- [What the exercise asks]: If a line in the entries includes "grass", show that line.

- [Data listing]:
· · ·
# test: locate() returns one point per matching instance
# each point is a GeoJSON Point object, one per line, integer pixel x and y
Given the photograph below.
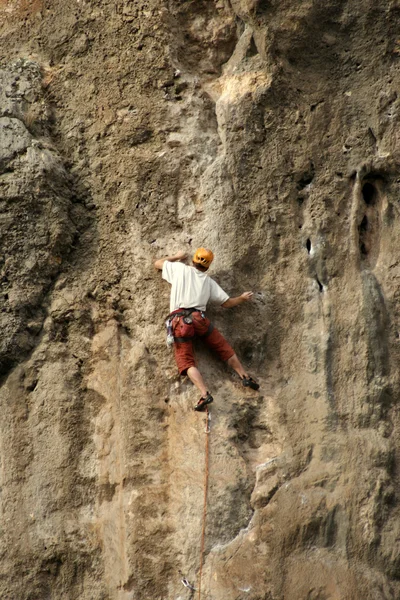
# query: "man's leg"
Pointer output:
{"type": "Point", "coordinates": [196, 377]}
{"type": "Point", "coordinates": [235, 363]}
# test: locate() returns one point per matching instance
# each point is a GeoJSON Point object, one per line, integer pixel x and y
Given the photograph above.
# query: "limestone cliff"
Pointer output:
{"type": "Point", "coordinates": [267, 130]}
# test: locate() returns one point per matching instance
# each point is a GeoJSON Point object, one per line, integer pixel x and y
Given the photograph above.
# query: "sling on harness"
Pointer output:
{"type": "Point", "coordinates": [186, 313]}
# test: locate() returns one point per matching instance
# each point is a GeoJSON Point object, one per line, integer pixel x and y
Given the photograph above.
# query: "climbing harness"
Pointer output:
{"type": "Point", "coordinates": [206, 464]}
{"type": "Point", "coordinates": [187, 584]}
{"type": "Point", "coordinates": [186, 313]}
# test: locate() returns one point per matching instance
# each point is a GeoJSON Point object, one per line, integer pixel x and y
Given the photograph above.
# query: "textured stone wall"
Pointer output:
{"type": "Point", "coordinates": [267, 131]}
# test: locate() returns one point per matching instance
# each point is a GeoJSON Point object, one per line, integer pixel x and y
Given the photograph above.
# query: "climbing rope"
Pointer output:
{"type": "Point", "coordinates": [206, 463]}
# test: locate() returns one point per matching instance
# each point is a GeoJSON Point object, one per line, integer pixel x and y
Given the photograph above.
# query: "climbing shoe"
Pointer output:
{"type": "Point", "coordinates": [202, 403]}
{"type": "Point", "coordinates": [250, 382]}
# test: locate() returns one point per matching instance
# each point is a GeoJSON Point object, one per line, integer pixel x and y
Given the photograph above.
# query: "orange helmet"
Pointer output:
{"type": "Point", "coordinates": [203, 257]}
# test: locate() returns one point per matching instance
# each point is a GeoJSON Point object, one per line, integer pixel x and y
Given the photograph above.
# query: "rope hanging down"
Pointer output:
{"type": "Point", "coordinates": [206, 463]}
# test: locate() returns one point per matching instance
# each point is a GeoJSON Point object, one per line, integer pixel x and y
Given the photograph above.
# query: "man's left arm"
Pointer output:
{"type": "Point", "coordinates": [160, 261]}
{"type": "Point", "coordinates": [231, 302]}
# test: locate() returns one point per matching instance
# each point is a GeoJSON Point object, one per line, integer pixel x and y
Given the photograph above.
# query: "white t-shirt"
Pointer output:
{"type": "Point", "coordinates": [191, 288]}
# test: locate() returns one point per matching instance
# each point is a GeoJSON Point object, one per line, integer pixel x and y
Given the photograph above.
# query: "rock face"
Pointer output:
{"type": "Point", "coordinates": [269, 132]}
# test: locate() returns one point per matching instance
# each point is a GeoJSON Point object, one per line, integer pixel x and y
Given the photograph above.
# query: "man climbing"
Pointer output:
{"type": "Point", "coordinates": [191, 290]}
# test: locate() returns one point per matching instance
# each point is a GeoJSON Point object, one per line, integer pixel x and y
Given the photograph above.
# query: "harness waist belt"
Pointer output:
{"type": "Point", "coordinates": [189, 339]}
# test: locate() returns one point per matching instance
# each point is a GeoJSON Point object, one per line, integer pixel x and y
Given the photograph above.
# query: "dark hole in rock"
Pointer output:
{"type": "Point", "coordinates": [306, 178]}
{"type": "Point", "coordinates": [253, 48]}
{"type": "Point", "coordinates": [369, 194]}
{"type": "Point", "coordinates": [364, 224]}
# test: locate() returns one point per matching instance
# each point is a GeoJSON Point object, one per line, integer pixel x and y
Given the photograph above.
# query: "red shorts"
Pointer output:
{"type": "Point", "coordinates": [200, 327]}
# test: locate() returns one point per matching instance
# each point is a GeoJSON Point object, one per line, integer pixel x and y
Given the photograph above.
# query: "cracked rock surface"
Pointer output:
{"type": "Point", "coordinates": [267, 131]}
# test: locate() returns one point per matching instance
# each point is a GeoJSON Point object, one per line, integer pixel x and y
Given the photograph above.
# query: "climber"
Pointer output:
{"type": "Point", "coordinates": [191, 289]}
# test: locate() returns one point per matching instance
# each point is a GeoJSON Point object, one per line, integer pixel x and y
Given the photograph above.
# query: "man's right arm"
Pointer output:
{"type": "Point", "coordinates": [231, 302]}
{"type": "Point", "coordinates": [160, 261]}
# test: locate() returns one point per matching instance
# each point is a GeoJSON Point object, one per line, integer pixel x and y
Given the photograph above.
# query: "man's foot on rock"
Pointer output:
{"type": "Point", "coordinates": [202, 403]}
{"type": "Point", "coordinates": [250, 382]}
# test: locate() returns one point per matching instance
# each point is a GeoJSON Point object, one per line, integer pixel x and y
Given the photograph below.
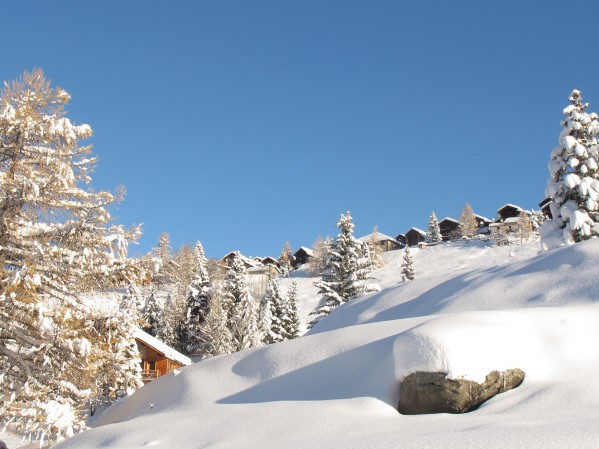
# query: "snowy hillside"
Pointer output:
{"type": "Point", "coordinates": [471, 309]}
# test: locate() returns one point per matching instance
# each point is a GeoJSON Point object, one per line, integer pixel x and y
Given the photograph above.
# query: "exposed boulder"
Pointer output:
{"type": "Point", "coordinates": [427, 392]}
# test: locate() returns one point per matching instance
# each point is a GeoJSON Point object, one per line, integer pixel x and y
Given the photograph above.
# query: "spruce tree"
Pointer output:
{"type": "Point", "coordinates": [243, 313]}
{"type": "Point", "coordinates": [467, 225]}
{"type": "Point", "coordinates": [574, 177]}
{"type": "Point", "coordinates": [347, 271]}
{"type": "Point", "coordinates": [216, 335]}
{"type": "Point", "coordinates": [56, 244]}
{"type": "Point", "coordinates": [198, 296]}
{"type": "Point", "coordinates": [407, 266]}
{"type": "Point", "coordinates": [433, 234]}
{"type": "Point", "coordinates": [292, 324]}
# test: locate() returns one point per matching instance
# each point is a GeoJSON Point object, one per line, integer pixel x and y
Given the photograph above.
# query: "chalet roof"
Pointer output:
{"type": "Point", "coordinates": [161, 347]}
{"type": "Point", "coordinates": [453, 220]}
{"type": "Point", "coordinates": [380, 238]}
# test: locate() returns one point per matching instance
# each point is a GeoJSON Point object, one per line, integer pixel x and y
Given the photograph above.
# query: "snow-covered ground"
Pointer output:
{"type": "Point", "coordinates": [471, 309]}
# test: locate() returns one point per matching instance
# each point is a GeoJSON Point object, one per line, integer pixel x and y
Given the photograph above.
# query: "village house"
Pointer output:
{"type": "Point", "coordinates": [384, 241]}
{"type": "Point", "coordinates": [157, 358]}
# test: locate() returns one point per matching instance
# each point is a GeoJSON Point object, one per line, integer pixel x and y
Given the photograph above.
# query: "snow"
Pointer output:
{"type": "Point", "coordinates": [471, 309]}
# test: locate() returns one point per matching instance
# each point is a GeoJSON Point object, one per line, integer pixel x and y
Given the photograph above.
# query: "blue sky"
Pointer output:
{"type": "Point", "coordinates": [245, 124]}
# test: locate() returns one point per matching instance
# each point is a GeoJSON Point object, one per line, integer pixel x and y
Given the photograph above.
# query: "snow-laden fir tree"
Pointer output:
{"type": "Point", "coordinates": [56, 242]}
{"type": "Point", "coordinates": [198, 295]}
{"type": "Point", "coordinates": [347, 272]}
{"type": "Point", "coordinates": [433, 234]}
{"type": "Point", "coordinates": [467, 224]}
{"type": "Point", "coordinates": [243, 313]}
{"type": "Point", "coordinates": [574, 178]}
{"type": "Point", "coordinates": [291, 323]}
{"type": "Point", "coordinates": [375, 249]}
{"type": "Point", "coordinates": [278, 313]}
{"type": "Point", "coordinates": [285, 260]}
{"type": "Point", "coordinates": [407, 266]}
{"type": "Point", "coordinates": [152, 314]}
{"type": "Point", "coordinates": [216, 335]}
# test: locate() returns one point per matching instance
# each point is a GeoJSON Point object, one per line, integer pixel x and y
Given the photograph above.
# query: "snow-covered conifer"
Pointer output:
{"type": "Point", "coordinates": [243, 313]}
{"type": "Point", "coordinates": [433, 234]}
{"type": "Point", "coordinates": [292, 322]}
{"type": "Point", "coordinates": [468, 225]}
{"type": "Point", "coordinates": [574, 178]}
{"type": "Point", "coordinates": [347, 272]}
{"type": "Point", "coordinates": [198, 295]}
{"type": "Point", "coordinates": [407, 266]}
{"type": "Point", "coordinates": [56, 243]}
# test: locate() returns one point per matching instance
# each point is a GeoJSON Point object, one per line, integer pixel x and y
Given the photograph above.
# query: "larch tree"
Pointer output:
{"type": "Point", "coordinates": [433, 234]}
{"type": "Point", "coordinates": [57, 241]}
{"type": "Point", "coordinates": [467, 224]}
{"type": "Point", "coordinates": [347, 272]}
{"type": "Point", "coordinates": [407, 266]}
{"type": "Point", "coordinates": [574, 178]}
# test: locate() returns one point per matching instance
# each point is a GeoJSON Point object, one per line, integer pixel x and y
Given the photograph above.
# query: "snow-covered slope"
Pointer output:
{"type": "Point", "coordinates": [472, 308]}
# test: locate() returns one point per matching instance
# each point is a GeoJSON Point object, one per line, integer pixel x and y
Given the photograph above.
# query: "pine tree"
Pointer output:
{"type": "Point", "coordinates": [285, 260]}
{"type": "Point", "coordinates": [292, 324]}
{"type": "Point", "coordinates": [347, 271]}
{"type": "Point", "coordinates": [243, 319]}
{"type": "Point", "coordinates": [277, 313]}
{"type": "Point", "coordinates": [152, 316]}
{"type": "Point", "coordinates": [574, 180]}
{"type": "Point", "coordinates": [434, 232]}
{"type": "Point", "coordinates": [375, 249]}
{"type": "Point", "coordinates": [216, 335]}
{"type": "Point", "coordinates": [468, 225]}
{"type": "Point", "coordinates": [407, 266]}
{"type": "Point", "coordinates": [56, 243]}
{"type": "Point", "coordinates": [198, 296]}
{"type": "Point", "coordinates": [320, 253]}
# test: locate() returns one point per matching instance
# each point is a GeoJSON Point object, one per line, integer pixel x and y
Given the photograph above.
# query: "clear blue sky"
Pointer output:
{"type": "Point", "coordinates": [245, 124]}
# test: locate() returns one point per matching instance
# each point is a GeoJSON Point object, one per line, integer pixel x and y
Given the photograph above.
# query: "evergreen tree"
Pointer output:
{"type": "Point", "coordinates": [285, 259]}
{"type": "Point", "coordinates": [407, 267]}
{"type": "Point", "coordinates": [468, 225]}
{"type": "Point", "coordinates": [152, 316]}
{"type": "Point", "coordinates": [375, 251]}
{"type": "Point", "coordinates": [292, 324]}
{"type": "Point", "coordinates": [243, 319]}
{"type": "Point", "coordinates": [56, 243]}
{"type": "Point", "coordinates": [434, 233]}
{"type": "Point", "coordinates": [216, 335]}
{"type": "Point", "coordinates": [574, 180]}
{"type": "Point", "coordinates": [198, 296]}
{"type": "Point", "coordinates": [347, 271]}
{"type": "Point", "coordinates": [320, 253]}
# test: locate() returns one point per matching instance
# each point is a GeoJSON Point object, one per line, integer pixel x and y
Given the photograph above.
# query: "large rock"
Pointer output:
{"type": "Point", "coordinates": [426, 392]}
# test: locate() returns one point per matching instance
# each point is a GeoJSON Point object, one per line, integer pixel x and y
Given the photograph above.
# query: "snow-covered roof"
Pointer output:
{"type": "Point", "coordinates": [453, 220]}
{"type": "Point", "coordinates": [380, 237]}
{"type": "Point", "coordinates": [161, 347]}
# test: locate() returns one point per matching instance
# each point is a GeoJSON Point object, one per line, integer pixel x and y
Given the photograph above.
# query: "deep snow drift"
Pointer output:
{"type": "Point", "coordinates": [470, 310]}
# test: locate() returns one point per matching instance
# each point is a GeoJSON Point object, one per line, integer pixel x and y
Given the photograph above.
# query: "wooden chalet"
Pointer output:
{"type": "Point", "coordinates": [414, 236]}
{"type": "Point", "coordinates": [384, 241]}
{"type": "Point", "coordinates": [448, 227]}
{"type": "Point", "coordinates": [301, 256]}
{"type": "Point", "coordinates": [157, 358]}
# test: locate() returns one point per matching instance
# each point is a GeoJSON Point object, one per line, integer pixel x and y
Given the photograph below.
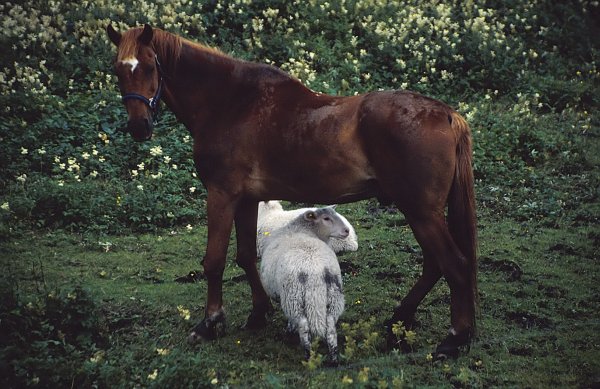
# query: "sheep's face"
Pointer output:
{"type": "Point", "coordinates": [327, 223]}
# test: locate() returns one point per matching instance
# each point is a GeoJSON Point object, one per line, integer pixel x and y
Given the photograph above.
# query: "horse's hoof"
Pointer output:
{"type": "Point", "coordinates": [256, 321]}
{"type": "Point", "coordinates": [209, 328]}
{"type": "Point", "coordinates": [452, 345]}
{"type": "Point", "coordinates": [332, 362]}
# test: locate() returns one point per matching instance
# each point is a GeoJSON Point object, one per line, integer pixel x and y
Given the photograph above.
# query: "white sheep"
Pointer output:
{"type": "Point", "coordinates": [301, 271]}
{"type": "Point", "coordinates": [272, 216]}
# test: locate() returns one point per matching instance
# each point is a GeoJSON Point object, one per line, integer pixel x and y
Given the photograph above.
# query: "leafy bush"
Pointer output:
{"type": "Point", "coordinates": [527, 86]}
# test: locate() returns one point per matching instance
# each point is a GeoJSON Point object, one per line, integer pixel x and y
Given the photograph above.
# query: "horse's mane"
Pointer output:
{"type": "Point", "coordinates": [166, 45]}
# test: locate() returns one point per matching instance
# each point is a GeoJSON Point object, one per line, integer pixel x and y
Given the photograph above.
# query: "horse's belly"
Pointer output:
{"type": "Point", "coordinates": [315, 186]}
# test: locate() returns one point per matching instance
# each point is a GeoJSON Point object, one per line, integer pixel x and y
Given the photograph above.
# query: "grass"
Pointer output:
{"type": "Point", "coordinates": [538, 326]}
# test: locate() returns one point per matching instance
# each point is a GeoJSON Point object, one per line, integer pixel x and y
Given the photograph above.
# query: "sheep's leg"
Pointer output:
{"type": "Point", "coordinates": [304, 334]}
{"type": "Point", "coordinates": [331, 336]}
{"type": "Point", "coordinates": [245, 228]}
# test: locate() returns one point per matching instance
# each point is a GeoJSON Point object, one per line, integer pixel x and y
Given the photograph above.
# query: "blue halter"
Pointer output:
{"type": "Point", "coordinates": [152, 102]}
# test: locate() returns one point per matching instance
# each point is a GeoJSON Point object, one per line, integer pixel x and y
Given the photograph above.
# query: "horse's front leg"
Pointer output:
{"type": "Point", "coordinates": [245, 229]}
{"type": "Point", "coordinates": [220, 213]}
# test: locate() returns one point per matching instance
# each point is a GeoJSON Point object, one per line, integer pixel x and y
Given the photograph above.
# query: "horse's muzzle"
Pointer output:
{"type": "Point", "coordinates": [140, 129]}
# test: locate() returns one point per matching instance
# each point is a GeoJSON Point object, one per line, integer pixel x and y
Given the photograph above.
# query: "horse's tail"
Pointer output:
{"type": "Point", "coordinates": [462, 220]}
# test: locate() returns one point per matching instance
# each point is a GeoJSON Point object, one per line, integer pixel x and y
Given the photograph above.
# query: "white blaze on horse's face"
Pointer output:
{"type": "Point", "coordinates": [131, 61]}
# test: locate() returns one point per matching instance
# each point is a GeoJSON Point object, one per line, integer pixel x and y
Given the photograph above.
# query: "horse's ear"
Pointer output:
{"type": "Point", "coordinates": [310, 215]}
{"type": "Point", "coordinates": [146, 37]}
{"type": "Point", "coordinates": [113, 34]}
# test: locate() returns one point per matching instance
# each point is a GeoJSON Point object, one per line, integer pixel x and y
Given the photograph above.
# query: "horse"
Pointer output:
{"type": "Point", "coordinates": [260, 134]}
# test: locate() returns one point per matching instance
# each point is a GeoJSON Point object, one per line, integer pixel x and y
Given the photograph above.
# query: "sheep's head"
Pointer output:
{"type": "Point", "coordinates": [327, 223]}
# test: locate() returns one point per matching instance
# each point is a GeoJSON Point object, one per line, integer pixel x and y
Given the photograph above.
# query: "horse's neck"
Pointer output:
{"type": "Point", "coordinates": [200, 80]}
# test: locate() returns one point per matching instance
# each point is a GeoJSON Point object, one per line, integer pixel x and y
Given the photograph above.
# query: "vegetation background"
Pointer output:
{"type": "Point", "coordinates": [95, 228]}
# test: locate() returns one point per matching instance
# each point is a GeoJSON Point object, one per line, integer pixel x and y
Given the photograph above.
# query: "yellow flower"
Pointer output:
{"type": "Point", "coordinates": [184, 313]}
{"type": "Point", "coordinates": [347, 380]}
{"type": "Point", "coordinates": [153, 375]}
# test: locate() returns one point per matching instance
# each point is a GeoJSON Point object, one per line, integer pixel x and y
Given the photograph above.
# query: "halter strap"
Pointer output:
{"type": "Point", "coordinates": [152, 102]}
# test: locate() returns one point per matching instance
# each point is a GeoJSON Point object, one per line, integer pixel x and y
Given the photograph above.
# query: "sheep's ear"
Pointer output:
{"type": "Point", "coordinates": [310, 215]}
{"type": "Point", "coordinates": [114, 35]}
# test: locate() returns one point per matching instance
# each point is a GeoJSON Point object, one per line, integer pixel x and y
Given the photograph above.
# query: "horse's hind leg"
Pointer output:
{"type": "Point", "coordinates": [245, 227]}
{"type": "Point", "coordinates": [442, 256]}
{"type": "Point", "coordinates": [405, 311]}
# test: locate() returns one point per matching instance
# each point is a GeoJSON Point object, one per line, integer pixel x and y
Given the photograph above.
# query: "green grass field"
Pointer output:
{"type": "Point", "coordinates": [538, 324]}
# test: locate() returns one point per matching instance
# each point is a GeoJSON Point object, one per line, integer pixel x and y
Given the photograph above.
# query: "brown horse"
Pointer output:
{"type": "Point", "coordinates": [259, 134]}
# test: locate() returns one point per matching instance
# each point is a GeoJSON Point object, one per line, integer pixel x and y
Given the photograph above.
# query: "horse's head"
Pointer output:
{"type": "Point", "coordinates": [140, 78]}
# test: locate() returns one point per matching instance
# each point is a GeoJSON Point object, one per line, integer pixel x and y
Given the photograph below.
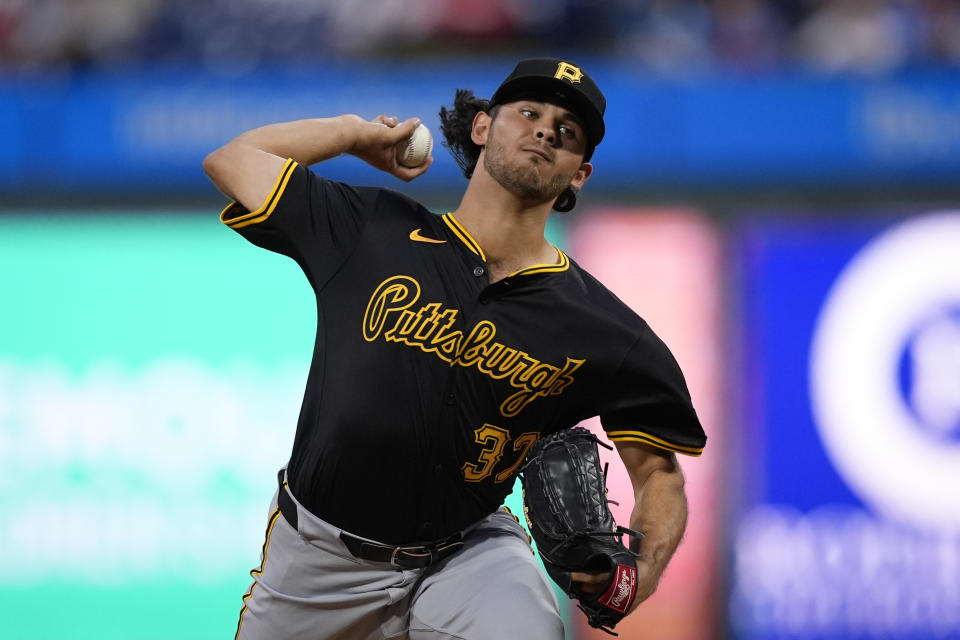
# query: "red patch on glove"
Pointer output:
{"type": "Point", "coordinates": [623, 589]}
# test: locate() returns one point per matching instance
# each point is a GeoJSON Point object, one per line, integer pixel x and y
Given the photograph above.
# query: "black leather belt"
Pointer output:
{"type": "Point", "coordinates": [403, 556]}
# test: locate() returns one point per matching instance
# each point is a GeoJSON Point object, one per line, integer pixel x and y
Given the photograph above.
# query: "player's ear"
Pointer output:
{"type": "Point", "coordinates": [582, 175]}
{"type": "Point", "coordinates": [481, 128]}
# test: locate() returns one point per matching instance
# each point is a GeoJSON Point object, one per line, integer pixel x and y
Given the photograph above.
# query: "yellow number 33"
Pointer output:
{"type": "Point", "coordinates": [494, 439]}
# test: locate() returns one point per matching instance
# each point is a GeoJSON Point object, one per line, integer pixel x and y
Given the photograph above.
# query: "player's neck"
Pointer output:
{"type": "Point", "coordinates": [510, 233]}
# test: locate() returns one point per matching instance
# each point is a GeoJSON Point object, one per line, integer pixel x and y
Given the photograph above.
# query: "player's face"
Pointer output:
{"type": "Point", "coordinates": [535, 150]}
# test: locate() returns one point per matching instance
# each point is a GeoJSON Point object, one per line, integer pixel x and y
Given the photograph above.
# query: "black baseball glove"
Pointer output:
{"type": "Point", "coordinates": [565, 503]}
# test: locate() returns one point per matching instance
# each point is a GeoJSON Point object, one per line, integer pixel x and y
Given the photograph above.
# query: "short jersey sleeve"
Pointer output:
{"type": "Point", "coordinates": [316, 222]}
{"type": "Point", "coordinates": [647, 401]}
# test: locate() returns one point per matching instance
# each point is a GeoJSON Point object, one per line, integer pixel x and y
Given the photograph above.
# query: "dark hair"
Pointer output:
{"type": "Point", "coordinates": [456, 125]}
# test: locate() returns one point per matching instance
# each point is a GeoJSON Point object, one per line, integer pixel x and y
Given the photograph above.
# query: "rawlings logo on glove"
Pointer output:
· · ·
- [Solved problem]:
# query: "grass"
# query: "green grass field"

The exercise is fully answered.